-- begin Supplied information --
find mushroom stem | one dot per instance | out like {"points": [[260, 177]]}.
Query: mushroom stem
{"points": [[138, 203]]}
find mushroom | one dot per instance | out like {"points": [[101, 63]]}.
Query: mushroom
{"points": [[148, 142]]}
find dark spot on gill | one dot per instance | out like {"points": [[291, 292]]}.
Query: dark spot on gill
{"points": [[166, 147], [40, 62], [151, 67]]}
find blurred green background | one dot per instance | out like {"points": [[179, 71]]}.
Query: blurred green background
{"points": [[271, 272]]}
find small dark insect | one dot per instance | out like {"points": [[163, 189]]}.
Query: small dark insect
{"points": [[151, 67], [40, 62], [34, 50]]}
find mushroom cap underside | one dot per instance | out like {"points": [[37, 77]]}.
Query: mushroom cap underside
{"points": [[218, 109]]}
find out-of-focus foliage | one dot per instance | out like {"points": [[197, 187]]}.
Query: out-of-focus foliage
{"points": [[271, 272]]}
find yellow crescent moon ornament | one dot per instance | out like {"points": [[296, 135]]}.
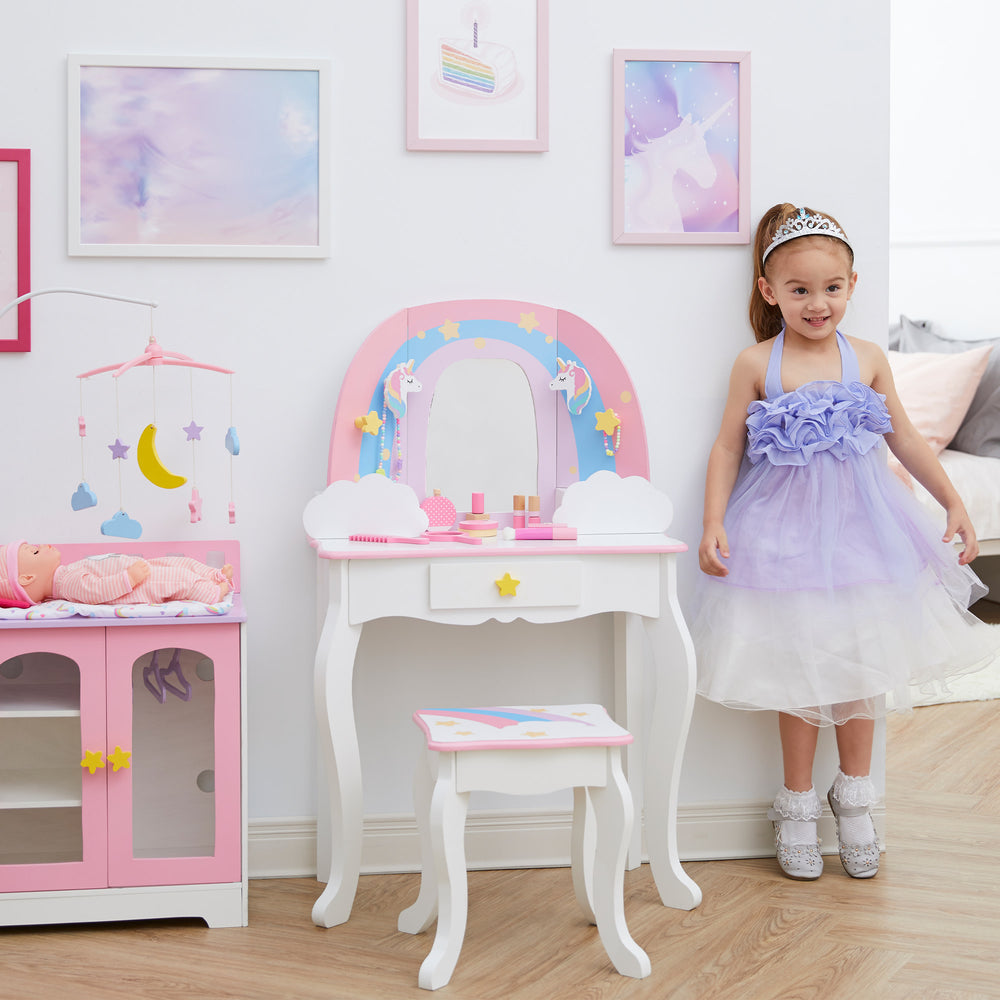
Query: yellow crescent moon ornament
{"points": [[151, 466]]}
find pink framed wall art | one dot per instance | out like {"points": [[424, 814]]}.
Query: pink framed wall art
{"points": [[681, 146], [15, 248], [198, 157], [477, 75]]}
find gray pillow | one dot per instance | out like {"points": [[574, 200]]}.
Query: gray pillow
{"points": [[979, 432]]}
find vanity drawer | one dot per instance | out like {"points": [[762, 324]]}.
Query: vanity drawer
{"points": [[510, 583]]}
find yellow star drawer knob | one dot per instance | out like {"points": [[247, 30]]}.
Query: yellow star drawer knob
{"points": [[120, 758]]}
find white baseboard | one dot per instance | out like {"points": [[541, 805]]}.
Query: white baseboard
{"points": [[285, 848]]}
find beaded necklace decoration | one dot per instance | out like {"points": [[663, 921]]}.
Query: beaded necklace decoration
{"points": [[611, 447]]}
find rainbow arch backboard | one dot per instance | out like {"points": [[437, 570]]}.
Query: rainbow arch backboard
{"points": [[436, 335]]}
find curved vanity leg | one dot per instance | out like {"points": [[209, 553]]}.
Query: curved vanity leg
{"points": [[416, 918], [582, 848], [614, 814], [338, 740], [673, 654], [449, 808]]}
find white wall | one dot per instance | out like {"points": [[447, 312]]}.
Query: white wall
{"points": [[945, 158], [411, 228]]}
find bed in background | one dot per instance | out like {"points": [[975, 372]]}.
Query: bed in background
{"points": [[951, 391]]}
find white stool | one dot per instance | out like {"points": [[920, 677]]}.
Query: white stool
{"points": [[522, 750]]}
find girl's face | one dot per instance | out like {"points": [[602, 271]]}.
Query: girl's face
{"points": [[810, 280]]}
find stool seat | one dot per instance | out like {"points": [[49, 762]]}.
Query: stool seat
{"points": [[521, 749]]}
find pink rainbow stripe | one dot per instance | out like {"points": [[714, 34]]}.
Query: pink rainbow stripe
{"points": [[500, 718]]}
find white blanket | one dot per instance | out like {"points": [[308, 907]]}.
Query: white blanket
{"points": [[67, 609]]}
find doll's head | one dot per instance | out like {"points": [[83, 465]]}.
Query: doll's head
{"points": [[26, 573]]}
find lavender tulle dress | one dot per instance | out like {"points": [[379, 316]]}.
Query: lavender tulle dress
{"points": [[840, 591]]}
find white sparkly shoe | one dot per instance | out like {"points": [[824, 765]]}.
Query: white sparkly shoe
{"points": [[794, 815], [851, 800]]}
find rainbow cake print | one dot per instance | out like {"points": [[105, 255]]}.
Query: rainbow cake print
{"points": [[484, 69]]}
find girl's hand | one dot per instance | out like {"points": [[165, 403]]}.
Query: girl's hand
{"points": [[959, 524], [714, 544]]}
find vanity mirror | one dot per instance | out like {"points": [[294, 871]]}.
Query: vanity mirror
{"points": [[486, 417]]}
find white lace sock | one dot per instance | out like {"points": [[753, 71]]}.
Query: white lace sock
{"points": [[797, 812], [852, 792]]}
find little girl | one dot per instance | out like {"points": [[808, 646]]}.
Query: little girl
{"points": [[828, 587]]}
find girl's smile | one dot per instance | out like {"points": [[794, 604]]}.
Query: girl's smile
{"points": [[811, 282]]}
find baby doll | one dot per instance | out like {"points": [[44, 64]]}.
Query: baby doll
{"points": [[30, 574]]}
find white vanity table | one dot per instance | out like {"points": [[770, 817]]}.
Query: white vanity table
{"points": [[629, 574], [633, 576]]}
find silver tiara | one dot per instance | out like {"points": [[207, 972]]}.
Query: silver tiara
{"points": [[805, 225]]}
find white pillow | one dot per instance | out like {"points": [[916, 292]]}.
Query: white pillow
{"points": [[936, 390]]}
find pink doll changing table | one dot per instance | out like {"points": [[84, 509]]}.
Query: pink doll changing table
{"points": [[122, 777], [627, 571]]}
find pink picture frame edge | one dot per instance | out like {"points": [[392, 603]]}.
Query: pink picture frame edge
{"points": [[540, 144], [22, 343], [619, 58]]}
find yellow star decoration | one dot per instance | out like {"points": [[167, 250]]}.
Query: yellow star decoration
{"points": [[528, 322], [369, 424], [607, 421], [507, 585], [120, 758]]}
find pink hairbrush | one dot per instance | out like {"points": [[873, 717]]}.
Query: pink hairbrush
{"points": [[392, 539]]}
-- end Supplied information --
-- begin Supplied information --
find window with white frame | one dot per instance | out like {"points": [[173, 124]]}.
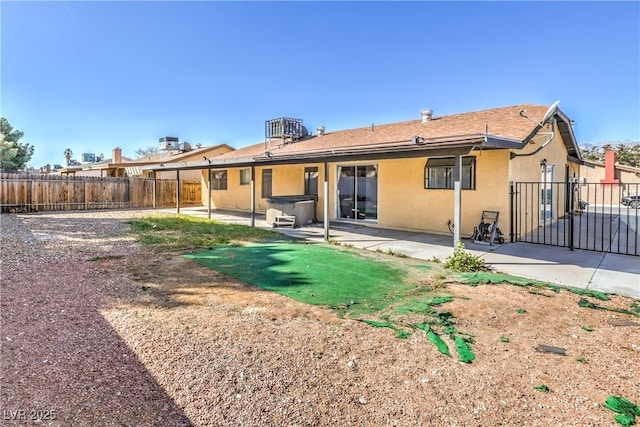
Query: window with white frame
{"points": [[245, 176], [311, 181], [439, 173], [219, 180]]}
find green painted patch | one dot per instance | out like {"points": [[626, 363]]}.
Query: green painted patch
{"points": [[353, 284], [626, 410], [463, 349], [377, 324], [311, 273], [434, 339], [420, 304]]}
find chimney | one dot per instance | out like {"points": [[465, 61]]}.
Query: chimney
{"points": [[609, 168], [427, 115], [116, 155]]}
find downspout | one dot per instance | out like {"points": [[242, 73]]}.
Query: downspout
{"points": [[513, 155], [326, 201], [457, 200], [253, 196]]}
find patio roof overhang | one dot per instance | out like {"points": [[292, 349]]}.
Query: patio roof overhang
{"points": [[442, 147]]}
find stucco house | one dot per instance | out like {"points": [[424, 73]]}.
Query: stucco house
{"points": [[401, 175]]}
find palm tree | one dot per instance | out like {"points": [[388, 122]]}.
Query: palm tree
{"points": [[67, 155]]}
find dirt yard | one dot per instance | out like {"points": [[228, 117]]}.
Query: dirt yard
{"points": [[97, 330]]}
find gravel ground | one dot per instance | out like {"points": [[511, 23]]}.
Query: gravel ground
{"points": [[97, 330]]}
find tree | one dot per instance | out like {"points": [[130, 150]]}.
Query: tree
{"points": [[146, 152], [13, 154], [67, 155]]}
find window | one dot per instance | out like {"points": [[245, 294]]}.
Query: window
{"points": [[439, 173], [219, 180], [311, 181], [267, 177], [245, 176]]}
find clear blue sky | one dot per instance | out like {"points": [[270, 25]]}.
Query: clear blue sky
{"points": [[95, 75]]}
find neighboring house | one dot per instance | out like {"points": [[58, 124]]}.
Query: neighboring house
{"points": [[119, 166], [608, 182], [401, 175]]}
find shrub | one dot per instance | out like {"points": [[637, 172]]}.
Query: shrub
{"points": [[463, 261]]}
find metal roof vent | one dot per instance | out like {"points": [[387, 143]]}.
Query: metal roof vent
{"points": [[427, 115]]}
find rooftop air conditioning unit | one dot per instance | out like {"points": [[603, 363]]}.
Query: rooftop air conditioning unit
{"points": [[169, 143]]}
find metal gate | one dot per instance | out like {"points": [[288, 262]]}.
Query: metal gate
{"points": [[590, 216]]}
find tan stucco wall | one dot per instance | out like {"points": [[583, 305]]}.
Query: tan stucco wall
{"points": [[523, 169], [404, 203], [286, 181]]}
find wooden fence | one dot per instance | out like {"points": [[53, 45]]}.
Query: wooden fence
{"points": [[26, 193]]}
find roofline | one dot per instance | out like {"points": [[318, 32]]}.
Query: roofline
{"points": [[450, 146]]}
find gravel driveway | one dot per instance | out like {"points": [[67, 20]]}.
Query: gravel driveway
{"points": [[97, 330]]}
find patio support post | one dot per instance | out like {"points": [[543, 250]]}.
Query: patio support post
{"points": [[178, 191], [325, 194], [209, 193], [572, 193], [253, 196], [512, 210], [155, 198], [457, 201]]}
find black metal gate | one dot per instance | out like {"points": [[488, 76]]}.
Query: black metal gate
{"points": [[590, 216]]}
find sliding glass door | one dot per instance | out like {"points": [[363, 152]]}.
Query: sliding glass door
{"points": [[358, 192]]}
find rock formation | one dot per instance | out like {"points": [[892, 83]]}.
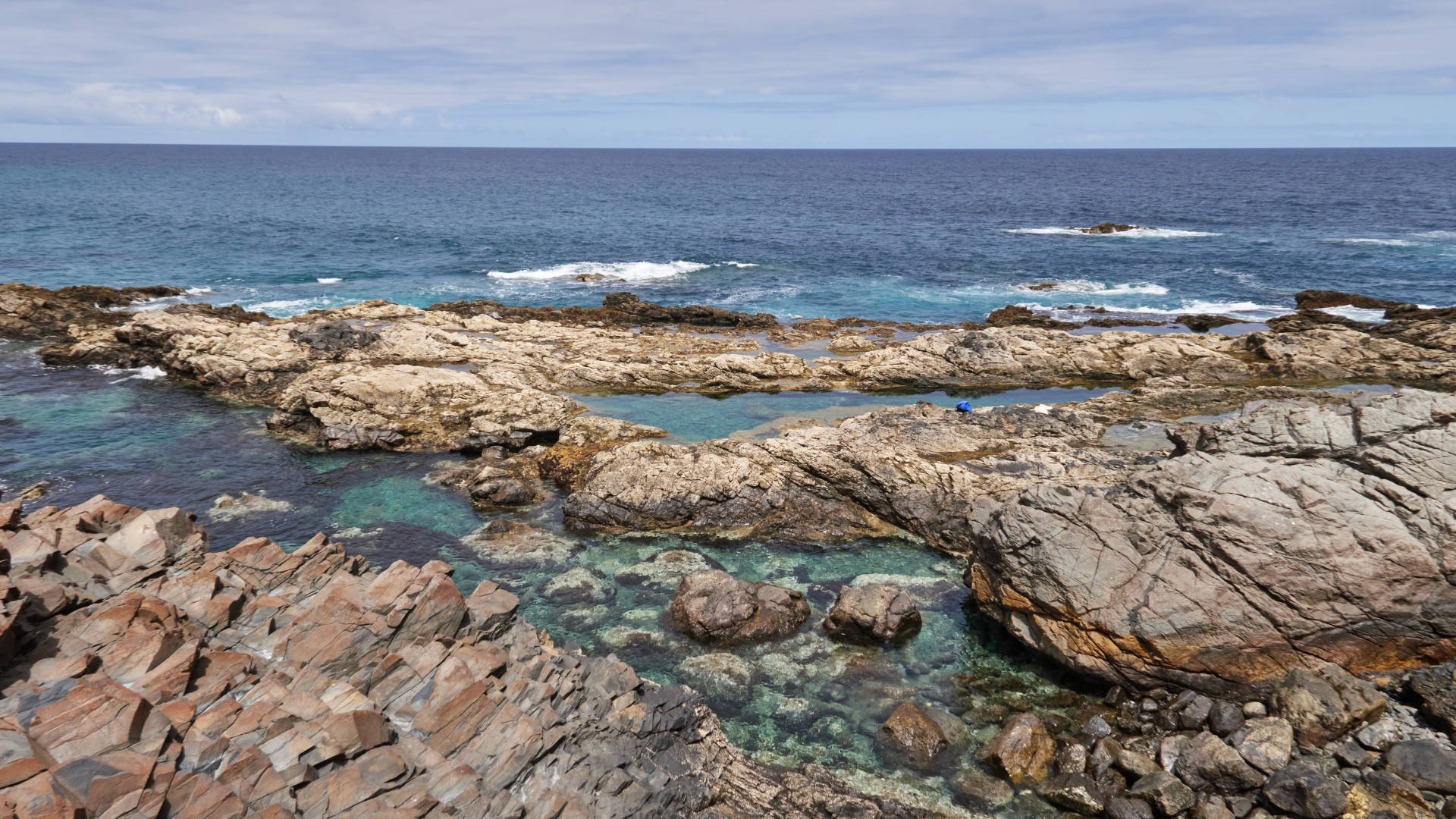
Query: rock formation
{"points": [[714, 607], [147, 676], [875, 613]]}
-- end Supplied information --
-- begin Supplied information --
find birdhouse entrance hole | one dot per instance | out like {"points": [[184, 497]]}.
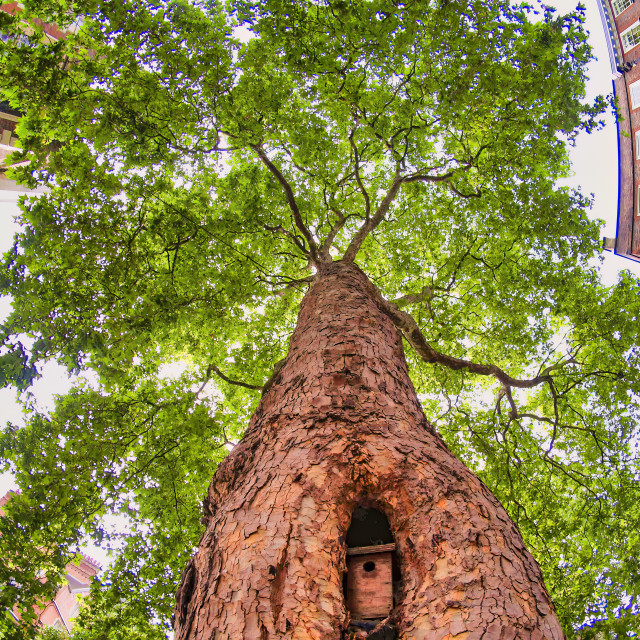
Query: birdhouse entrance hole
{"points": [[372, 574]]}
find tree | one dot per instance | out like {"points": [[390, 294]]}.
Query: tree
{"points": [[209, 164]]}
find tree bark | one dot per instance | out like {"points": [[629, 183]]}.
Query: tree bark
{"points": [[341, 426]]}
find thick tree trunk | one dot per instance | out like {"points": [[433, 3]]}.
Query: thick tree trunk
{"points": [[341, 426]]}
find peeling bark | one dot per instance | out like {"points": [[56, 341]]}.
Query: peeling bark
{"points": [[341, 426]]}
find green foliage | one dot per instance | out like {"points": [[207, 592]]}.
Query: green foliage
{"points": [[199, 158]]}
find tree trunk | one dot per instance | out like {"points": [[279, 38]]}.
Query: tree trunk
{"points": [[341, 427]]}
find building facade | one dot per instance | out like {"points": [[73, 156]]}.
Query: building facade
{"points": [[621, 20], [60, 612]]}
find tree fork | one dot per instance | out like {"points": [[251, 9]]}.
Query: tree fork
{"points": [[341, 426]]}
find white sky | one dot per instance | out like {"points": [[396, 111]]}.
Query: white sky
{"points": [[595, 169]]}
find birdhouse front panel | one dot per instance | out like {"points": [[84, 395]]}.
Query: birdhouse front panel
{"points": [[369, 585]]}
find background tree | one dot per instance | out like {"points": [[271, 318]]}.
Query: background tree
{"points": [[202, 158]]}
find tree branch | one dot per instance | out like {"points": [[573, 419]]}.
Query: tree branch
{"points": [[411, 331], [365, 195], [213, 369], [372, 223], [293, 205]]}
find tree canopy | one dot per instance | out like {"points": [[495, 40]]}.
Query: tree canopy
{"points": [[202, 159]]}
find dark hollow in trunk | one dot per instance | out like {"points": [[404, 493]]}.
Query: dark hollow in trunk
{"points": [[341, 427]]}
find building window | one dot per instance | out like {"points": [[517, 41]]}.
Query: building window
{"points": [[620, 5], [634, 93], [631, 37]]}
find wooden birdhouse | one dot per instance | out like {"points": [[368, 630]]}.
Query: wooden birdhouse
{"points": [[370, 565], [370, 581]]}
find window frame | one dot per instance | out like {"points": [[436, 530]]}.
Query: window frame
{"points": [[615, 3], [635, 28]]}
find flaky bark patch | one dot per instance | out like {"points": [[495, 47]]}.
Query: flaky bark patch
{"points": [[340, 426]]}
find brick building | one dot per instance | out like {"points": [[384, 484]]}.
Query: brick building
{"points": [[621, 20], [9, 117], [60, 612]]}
-- end Supplied information --
• Requirement:
Show every line of the items above that contains the word "vanity", copying each line in full.

• Reply to the task:
find vanity drawer | one dot per instance | out like {"points": [[762, 324]]}.
Query: vanity drawer
find curved vanity leg | one dot per instance | out like {"points": [[209, 553]]}.
Query: curved vanity leg
find vanity mirror | one dot per instance | out like {"points": [[294, 871]]}.
Query: vanity mirror
find white vanity table | one dot per instance | out like {"points": [[770, 817]]}.
Query: white vanity table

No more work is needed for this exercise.